16. En revanche, la circonstance que certaines dispositions de la décision n° 2016-DC-0550 seraient illégales est sans incidence sur la légalité de la décision n° 2016-DC-0551. Dès lors, le moyen tiré de ce que la décision n° 2016-DC-0551 serait illégale en raison de l'absence de motivation de certaines dispositions de la décision n° 2016-DC-0550 doit être écarté comme inopérant.

Sur le bien-fondé des décisions attaquées :

17. En premier lieu, les dispositions du point 7 de l'article 4 de la directive du Parlement européen et du Conseil du 23 octobre 2000 établissant un cadre pour une politique communautaire dans le domaine de l'eau, ont été transposées au VII de l'article L. 212-1 et au I bis de l'article R. 212-16 du code de l'environnement. Il n'est pas soutenu que cette transposition serait incomplète ou incorrecte. Par suite, le moyen tiré de la méconnaissance, par les décisions de police attaquées, de ces dispositions de la directive ne peut qu'être écarté comme inopérant.

**OBJECTIF A:**
Recopiez les lignes des enregistrements, de la ligne contenant « Provide one marker per instance of the directional » à la ligne contenant « x=775, y=494 », en ajoutant 69 à chaque nombre des coordonnées données en réponse. Les autres lignes restent identiques.

**Un bloc de données:**
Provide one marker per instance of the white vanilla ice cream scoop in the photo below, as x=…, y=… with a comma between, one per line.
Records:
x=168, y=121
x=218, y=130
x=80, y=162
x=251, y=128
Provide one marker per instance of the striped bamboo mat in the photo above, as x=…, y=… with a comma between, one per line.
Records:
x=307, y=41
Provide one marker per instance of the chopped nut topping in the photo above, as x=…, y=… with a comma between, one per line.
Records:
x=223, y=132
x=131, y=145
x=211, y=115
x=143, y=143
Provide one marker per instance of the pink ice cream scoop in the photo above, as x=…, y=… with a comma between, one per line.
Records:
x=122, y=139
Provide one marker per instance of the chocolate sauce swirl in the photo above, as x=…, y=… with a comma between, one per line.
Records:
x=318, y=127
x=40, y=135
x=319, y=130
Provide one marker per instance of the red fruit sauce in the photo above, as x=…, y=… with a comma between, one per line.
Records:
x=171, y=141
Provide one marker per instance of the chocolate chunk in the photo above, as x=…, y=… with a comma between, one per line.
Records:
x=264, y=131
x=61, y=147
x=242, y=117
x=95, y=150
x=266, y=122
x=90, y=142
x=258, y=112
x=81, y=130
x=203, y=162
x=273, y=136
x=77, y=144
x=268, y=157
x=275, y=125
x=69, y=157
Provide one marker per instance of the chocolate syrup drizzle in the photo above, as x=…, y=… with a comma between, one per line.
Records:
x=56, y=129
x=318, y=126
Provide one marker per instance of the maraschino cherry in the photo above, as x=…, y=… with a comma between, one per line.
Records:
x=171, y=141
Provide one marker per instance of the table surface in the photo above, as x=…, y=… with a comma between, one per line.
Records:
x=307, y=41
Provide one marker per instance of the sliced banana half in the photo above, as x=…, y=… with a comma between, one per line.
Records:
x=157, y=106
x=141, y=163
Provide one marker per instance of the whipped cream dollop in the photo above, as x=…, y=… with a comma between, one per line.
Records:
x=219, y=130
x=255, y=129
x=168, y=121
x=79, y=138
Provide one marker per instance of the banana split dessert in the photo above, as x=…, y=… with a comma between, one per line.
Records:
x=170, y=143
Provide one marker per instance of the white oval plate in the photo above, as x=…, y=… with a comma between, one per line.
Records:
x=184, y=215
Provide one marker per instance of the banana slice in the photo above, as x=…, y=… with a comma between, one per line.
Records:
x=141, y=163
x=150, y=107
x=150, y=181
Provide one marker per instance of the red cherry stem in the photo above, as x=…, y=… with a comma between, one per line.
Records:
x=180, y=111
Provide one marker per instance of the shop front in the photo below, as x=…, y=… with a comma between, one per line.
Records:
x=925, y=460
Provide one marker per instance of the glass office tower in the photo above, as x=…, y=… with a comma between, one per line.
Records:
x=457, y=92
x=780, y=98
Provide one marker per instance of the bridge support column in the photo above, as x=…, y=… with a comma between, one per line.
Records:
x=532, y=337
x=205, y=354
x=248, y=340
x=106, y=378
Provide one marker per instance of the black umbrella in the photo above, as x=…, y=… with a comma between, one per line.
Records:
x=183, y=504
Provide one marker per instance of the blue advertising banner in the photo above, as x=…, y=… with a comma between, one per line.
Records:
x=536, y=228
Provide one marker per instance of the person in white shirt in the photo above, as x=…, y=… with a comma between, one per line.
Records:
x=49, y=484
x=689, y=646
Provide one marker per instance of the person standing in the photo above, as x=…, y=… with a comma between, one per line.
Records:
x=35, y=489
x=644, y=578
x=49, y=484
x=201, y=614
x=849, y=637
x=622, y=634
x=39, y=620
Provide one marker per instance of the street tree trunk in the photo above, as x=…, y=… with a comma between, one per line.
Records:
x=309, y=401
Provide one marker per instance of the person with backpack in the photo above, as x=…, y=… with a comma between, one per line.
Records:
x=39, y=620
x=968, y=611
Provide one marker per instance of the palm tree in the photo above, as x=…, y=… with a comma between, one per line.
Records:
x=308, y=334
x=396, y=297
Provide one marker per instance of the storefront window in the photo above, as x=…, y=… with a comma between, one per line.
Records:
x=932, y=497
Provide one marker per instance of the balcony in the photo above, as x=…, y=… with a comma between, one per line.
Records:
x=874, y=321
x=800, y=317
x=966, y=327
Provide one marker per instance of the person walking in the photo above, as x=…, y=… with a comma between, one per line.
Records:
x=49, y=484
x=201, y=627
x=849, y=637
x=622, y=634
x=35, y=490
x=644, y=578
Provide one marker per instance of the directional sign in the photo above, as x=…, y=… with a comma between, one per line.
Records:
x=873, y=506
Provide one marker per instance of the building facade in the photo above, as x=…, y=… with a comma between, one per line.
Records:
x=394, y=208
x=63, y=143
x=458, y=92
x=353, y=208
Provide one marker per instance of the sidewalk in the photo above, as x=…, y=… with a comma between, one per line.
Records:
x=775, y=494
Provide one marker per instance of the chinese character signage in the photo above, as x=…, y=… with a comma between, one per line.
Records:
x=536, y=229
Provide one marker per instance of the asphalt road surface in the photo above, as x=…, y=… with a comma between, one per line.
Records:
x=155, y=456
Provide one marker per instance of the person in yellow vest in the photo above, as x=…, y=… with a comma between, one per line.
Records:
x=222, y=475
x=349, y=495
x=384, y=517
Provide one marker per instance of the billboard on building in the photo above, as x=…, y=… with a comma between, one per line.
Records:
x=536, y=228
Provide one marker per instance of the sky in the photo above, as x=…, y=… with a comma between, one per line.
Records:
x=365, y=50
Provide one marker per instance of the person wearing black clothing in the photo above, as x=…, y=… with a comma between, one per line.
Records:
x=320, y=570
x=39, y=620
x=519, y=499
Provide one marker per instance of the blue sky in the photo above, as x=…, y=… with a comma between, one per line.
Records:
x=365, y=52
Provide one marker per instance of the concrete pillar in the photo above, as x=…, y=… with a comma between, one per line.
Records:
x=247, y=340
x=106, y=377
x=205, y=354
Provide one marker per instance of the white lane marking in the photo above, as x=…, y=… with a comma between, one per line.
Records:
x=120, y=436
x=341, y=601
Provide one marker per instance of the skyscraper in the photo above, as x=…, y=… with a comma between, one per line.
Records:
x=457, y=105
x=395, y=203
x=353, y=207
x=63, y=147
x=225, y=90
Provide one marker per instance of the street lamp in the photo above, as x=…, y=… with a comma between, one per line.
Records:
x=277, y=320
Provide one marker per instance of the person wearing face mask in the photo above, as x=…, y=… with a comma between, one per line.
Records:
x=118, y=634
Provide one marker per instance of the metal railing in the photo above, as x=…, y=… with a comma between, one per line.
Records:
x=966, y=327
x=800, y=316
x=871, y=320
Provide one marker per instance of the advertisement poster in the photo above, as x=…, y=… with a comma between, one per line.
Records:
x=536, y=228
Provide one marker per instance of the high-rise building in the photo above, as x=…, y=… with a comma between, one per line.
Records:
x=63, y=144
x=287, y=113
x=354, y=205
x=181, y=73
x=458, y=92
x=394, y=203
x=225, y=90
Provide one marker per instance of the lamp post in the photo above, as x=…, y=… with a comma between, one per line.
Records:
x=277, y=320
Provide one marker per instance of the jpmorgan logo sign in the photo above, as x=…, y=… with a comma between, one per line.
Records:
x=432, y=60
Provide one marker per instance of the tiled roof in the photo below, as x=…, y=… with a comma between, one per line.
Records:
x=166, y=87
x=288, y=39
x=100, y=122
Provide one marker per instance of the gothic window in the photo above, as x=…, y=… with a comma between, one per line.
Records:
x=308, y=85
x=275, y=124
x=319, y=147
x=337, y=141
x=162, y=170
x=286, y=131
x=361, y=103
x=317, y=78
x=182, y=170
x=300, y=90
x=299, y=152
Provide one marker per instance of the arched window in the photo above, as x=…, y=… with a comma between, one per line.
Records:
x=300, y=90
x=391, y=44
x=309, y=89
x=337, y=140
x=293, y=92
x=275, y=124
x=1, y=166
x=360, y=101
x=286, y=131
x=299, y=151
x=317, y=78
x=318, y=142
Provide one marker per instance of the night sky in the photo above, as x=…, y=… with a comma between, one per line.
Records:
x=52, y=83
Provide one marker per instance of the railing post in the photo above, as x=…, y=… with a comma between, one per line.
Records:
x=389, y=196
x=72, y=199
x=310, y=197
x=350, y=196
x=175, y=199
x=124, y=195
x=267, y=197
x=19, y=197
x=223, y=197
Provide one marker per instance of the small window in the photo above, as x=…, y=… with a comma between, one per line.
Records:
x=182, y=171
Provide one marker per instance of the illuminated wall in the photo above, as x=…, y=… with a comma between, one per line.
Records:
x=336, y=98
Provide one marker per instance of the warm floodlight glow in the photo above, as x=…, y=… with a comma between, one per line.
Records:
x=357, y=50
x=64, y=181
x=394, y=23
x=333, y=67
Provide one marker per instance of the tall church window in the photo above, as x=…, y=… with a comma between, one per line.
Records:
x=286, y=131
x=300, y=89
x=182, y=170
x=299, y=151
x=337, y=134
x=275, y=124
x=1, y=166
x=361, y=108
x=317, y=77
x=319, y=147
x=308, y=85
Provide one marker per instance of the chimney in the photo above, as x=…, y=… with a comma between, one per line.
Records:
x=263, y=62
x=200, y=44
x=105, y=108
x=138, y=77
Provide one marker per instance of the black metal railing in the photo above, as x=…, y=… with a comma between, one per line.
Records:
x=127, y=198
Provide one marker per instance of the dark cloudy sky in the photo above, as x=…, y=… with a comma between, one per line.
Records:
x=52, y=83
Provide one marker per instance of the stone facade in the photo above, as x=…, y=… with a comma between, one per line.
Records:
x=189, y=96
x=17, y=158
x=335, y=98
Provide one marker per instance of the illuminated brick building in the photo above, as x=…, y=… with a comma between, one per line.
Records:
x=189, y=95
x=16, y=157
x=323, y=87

**OBJECTIF B:**
Modifiez le passage du texte allant de « Sur le bien-fondé » à « qu'être écarté comme inopérant. » en y remplaçant « transposition » par « intégration ».

**RÉPONSE RÉDIGÉE A:**
Provide one marker per instance of the directional sign in the photo above, as x=…, y=… with a comma between, one per line.
Records:
x=942, y=575
Provide one marker per instance of the building facade in the photo above, as x=…, y=… with a comma between, one per line.
Records:
x=463, y=277
x=132, y=212
x=527, y=161
x=422, y=277
Provide one marker per instance of the sidewalk in the photo above, as x=…, y=… with a comma between, one per line.
Records:
x=844, y=563

**RÉPONSE RÉDIGÉE B:**
Sur le bien-fondé des décisions attaquées :

17. En premier lieu, les dispositions du point 7 de l'article 4 de la directive du Parlement européen et du Conseil du 23 octobre 2000 établissant un cadre pour une politique communautaire dans le domaine de l'eau, ont été transposées au VII de l'article L. 212-1 et au I bis de l'article R. 212-16 du code de l'environnement. Il n'est pas soutenu que cette intégration serait incomplète ou incorrecte. Par suite, le moyen tiré de la méconnaissance, par les décisions de police attaquées, de ces dispositions de la directive ne peut qu'être écarté comme inopérant.